Provided information:

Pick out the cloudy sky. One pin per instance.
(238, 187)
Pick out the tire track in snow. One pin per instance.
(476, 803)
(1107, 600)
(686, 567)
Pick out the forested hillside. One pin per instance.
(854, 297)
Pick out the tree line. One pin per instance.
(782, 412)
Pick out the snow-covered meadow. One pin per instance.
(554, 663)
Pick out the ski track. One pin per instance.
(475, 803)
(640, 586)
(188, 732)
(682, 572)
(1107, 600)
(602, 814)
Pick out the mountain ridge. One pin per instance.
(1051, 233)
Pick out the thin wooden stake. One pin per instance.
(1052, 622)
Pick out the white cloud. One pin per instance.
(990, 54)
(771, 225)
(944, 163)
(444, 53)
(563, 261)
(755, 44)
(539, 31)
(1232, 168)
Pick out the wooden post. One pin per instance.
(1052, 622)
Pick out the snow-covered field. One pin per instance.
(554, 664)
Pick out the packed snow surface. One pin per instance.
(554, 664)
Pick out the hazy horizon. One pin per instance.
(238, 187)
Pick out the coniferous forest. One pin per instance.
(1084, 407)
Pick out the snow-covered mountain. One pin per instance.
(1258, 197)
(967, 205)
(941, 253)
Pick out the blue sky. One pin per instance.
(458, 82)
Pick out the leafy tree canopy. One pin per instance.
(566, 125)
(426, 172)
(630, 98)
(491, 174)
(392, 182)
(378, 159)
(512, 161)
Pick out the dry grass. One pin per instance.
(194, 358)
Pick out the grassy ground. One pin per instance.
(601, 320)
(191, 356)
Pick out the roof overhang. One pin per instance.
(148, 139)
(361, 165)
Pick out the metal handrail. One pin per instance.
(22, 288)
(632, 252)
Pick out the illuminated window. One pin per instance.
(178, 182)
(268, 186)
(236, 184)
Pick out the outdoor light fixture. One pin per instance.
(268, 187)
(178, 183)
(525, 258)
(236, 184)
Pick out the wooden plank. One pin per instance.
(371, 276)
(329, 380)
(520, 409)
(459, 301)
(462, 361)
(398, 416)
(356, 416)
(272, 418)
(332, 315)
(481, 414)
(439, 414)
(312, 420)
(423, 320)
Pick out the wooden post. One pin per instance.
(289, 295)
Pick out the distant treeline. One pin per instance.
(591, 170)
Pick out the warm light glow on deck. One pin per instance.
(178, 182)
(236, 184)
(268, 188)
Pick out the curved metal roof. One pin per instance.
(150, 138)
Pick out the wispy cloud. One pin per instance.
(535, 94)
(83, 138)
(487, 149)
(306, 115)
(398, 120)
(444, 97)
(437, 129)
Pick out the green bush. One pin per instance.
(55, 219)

Work task: Copy the records exactly, keeping every word in place.

Written response:
Pick out the cloudy sky. One pin per instance.
(238, 187)
Pick out the tire track in snow. One pin per instance.
(476, 803)
(1107, 600)
(686, 567)
Pick out the forested hillside. One pin per instance.
(854, 297)
Pick out the tree line. One pin per instance.
(782, 412)
Pick out the snow-covered meadow. One pin per instance.
(554, 663)
Pick out the ski track. One pin per instance.
(475, 803)
(640, 586)
(188, 732)
(682, 572)
(1107, 600)
(602, 814)
Pick out the mountain ridge. One pin per instance.
(1051, 233)
Pick out the thin wooden stake. One pin per instance.
(1052, 622)
Pick out the white cloud. One pin per instance.
(990, 54)
(771, 225)
(944, 163)
(444, 53)
(563, 261)
(755, 44)
(539, 31)
(1232, 168)
Pick out the wooden post. One pin per instance.
(1052, 622)
Pick out the snow-covered field. One pin per instance.
(554, 664)
Pick out the packed snow surface. One pin per instance.
(554, 664)
Pick out the hazy horizon. One pin per instance.
(238, 187)
Pick out the coniferous forest. One pin per instance.
(1084, 407)
Pick out the snow-covered mountain. One pin per instance.
(1258, 197)
(967, 205)
(941, 253)
Pick out the blue sky. One pin per instance.
(458, 82)
Pick out the leafy tree canopy. One pin per instance.
(566, 125)
(426, 172)
(630, 98)
(491, 174)
(392, 182)
(378, 159)
(512, 161)
Pick out the dry grass. One pin per instance.
(194, 358)
Pick out the grassy ground. One pin per instance.
(601, 320)
(191, 356)
Pick out the roof overhang. One pin per instance.
(148, 139)
(361, 165)
Pick out the metal handrail. One pin per instance.
(22, 288)
(632, 252)
Pick out the illuminated window. One pin per instance.
(178, 182)
(268, 186)
(236, 184)
Pick out the outdoor light fixture. One pin per instance.
(268, 187)
(178, 183)
(525, 258)
(236, 184)
Pick out the wooden plank. One pin per instance.
(371, 276)
(329, 380)
(520, 409)
(459, 301)
(462, 361)
(398, 416)
(356, 416)
(272, 418)
(332, 315)
(481, 414)
(439, 414)
(312, 420)
(423, 320)
Pick out the wooden post. One pin per instance.
(289, 295)
Pick out the distant treeline. One pin per instance.
(591, 170)
Pick out the warm light glow on deck. One pin per instance.
(178, 182)
(236, 184)
(268, 188)
Pick out the curved metal roof. One pin per instance.
(150, 138)
Pick out the wispy cloud. One pin per instance.
(535, 94)
(83, 138)
(487, 149)
(306, 115)
(398, 120)
(444, 97)
(437, 129)
Pick out the green bush. One pin per instance.
(55, 219)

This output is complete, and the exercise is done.